INSTRUCTION
Write the material out again exactly as it stands.
— START DATA FOR THIS EXERCISE —
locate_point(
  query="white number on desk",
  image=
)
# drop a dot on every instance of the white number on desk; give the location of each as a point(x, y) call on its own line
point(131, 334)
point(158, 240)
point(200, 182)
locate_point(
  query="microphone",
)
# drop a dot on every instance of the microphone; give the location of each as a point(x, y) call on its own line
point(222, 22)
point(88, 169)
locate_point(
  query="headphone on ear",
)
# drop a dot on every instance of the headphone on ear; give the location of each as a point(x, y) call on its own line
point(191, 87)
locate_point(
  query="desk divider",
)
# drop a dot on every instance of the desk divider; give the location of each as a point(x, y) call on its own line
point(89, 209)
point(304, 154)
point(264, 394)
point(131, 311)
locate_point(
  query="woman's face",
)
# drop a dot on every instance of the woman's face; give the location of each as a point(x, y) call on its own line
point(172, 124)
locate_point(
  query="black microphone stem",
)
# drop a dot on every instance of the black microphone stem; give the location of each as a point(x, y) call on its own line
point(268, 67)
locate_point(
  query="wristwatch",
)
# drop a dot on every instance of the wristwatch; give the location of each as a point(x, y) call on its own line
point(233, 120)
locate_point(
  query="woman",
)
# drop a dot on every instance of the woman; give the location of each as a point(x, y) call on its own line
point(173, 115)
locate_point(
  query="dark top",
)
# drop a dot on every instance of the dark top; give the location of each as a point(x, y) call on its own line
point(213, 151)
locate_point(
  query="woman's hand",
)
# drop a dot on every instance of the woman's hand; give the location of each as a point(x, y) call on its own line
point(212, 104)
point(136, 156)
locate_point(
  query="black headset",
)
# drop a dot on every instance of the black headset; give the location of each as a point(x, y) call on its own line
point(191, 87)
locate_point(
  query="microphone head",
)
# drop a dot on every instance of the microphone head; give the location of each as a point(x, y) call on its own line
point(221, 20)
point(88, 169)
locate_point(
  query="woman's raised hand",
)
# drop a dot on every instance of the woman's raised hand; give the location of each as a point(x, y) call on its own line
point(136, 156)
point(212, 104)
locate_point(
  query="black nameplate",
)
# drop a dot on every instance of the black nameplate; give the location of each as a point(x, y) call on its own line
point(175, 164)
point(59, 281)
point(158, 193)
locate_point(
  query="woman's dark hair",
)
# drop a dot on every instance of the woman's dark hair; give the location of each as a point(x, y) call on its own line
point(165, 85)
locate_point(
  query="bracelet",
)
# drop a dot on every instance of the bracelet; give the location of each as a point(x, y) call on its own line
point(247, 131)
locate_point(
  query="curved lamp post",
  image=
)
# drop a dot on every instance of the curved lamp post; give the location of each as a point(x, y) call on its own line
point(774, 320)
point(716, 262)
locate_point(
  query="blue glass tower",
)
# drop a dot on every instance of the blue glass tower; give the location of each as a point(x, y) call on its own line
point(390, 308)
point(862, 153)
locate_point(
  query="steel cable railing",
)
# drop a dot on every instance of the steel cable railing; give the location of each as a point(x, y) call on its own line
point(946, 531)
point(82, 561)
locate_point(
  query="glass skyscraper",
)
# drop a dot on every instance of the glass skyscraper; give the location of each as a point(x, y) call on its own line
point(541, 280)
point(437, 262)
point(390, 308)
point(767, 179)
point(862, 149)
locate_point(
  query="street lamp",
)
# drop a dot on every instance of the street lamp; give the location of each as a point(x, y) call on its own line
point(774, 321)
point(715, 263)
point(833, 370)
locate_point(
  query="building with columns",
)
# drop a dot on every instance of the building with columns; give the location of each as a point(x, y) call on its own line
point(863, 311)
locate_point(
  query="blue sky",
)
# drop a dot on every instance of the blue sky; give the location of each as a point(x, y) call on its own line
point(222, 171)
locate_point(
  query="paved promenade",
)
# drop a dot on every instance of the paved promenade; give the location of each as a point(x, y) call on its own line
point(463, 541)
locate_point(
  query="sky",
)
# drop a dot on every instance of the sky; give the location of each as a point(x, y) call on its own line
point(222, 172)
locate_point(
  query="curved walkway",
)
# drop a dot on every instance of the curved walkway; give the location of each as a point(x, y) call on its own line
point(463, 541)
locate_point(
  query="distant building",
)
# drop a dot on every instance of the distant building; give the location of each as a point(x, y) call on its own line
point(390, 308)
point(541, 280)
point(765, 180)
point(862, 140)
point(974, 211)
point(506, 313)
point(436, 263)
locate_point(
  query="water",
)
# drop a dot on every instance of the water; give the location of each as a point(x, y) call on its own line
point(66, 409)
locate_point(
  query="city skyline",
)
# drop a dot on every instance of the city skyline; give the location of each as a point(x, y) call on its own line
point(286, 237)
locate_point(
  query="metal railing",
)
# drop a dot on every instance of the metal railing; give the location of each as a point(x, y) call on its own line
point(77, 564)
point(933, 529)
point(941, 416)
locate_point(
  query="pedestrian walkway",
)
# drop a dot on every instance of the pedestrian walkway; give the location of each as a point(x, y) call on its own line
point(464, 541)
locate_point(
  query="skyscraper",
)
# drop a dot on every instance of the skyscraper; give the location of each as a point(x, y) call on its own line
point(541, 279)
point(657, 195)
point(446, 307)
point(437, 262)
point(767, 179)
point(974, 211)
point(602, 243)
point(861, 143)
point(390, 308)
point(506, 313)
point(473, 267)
— END DATA FOR THIS EXERCISE —
TASK OUTPUT
locate_point(
  query="white number on desk",
  image=
)
# drop a dot on every instance of the white number on desk; give the location of each as a point(x, y) call on its own line
point(131, 334)
point(158, 240)
point(200, 182)
locate_point(
  query="microphone",
)
# drop a dot on every instance of the microphone; give the location of each as a point(x, y) call on its own line
point(222, 22)
point(88, 169)
locate_point(
  query="headphone on ear",
)
# drop a dot on every instance of the headphone on ear; give the location of each as a point(x, y) call on its own line
point(191, 87)
locate_point(
  query="desk divider",
)
# drop a dot on every instance of the desk divider; give the location of each as a point(x, y) call on its own line
point(89, 209)
point(304, 154)
point(264, 394)
point(131, 311)
locate_point(
  query="woman's face",
)
# drop a dot on every instance of the woman's face; give the location of each as a point(x, y) call on its own line
point(172, 124)
locate_point(
  query="black microphone stem",
)
# drop a dot on every instance of the black microphone stem; give the location of each as a point(x, y) call on its own line
point(268, 67)
locate_point(
  query="wristwatch",
)
# drop a dot on every instance of the wristwatch; give the location of each as a point(x, y) call on its own line
point(233, 120)
locate_point(
  query="woman",
)
# drop a dot on every instance of the woman; give the location of each as a point(x, y) call on its own line
point(173, 115)
locate_point(
  query="dark top",
)
# drop a dot on every instance of the dark top; give the location of each as a point(x, y) call on its own line
point(213, 151)
locate_point(
  query="woman's hand",
)
# drop a dot on every instance of the woman's hand; give the location of each as a point(x, y) call on its own line
point(212, 104)
point(136, 156)
locate_point(
  query="black headset",
)
# drop a dot on every instance of the black headset; give the location of each as a point(x, y) call on its own line
point(191, 87)
locate_point(
  query="microphone head",
)
# drop a dot on every instance of the microphone head; give the location of each as a point(x, y) call on its own line
point(221, 20)
point(88, 169)
locate_point(
  query="woman's raised hand",
)
# drop a dot on every instance of the woman's raised hand; give the location of each as a point(x, y) call on its own line
point(136, 156)
point(212, 104)
locate_point(
  query="black nameplate",
)
# drop a dot on every instance of the black nameplate; give the location of each as a point(x, y) call on its own line
point(175, 164)
point(59, 281)
point(158, 193)
locate_point(
  query="woman's dark hair",
)
# drop a dot on every instance of the woman's dark hair; give the location of each as a point(x, y) call on its own line
point(165, 85)
locate_point(
  query="bracelet",
)
# drop a dot on every instance of the bracelet; give the location of each as a point(x, y) call on its own line
point(247, 131)
locate_point(
  query="curved lamp post",
  image=
)
# drop a dot on every instance of the curved lamp post; give the location of each as a point(x, y) call on its own line
point(774, 320)
point(716, 262)
locate_point(
  query="blue glass tower",
)
# drop a dot on every instance of the blue glass tower; give the location of each as a point(x, y) call on its own line
point(390, 308)
point(862, 153)
locate_point(
  query="steel cable railing",
)
# drop a dot on every instance of the steel cable railing; give the location of each as a point(x, y) call on its own line
point(946, 531)
point(82, 561)
locate_point(
  query="glass skyscraper",
)
# drop a dot on every instance of the glass skyscraper; give the location of each as a point(x, y) call on its own line
point(541, 280)
point(437, 262)
point(390, 308)
point(767, 179)
point(862, 149)
locate_point(
  query="street lamp",
)
# drop a dot on every instance of the street lamp; give the location of each as a point(x, y) call on its own line
point(774, 321)
point(715, 263)
point(833, 370)
locate_point(
  query="building with columns",
)
# drop a dot on every instance of the building with columns; give the location of each as a point(x, y) call on its own line
point(863, 311)
locate_point(
  query="blue sky",
)
# drop a dot on every instance of the blue sky; give the location of each as a point(x, y) call on its own line
point(222, 171)
locate_point(
  query="paved promenade",
)
# drop a dot on every instance of the paved promenade; give the location of each as a point(x, y) call on its own line
point(463, 541)
locate_point(
  query="sky",
)
# drop a dot on every instance of the sky; give the location of each as a point(x, y) call on its own line
point(222, 172)
locate_point(
  query="curved walkway",
)
# drop a dot on every instance of the curved walkway; give the location of each as a point(x, y) call on its own line
point(463, 541)
locate_point(
  query="distant building",
)
# drop a dot on every instance of the distant building; give the location of each as a point(x, y) call on its own line
point(390, 308)
point(541, 280)
point(765, 180)
point(862, 140)
point(974, 211)
point(506, 313)
point(436, 263)
locate_point(
  query="water",
)
# drop a dot on every instance of the water; give the location of each as a point(x, y) call on its own line
point(66, 409)
locate_point(
  query="city skyline",
)
# drop a dot on every instance of the city skyline; give the location of each as a point(x, y) call on its own line
point(286, 237)
locate_point(
  query="metal railing",
)
# drop a dot on every instance of the metal railing; give the location of each as a point(x, y) call on its own line
point(77, 564)
point(933, 529)
point(941, 416)
locate_point(
  query="pedestrian walkway",
)
# drop a dot on every instance of the pedestrian walkway; give the location of each as a point(x, y) call on its own line
point(464, 541)
locate_point(
  query="skyscraper",
)
# drop a dot on every instance of the skyscraper; give the location of each as a point(x, y) call on its own line
point(541, 279)
point(657, 195)
point(446, 307)
point(437, 262)
point(767, 179)
point(974, 211)
point(602, 243)
point(861, 143)
point(390, 308)
point(506, 313)
point(473, 267)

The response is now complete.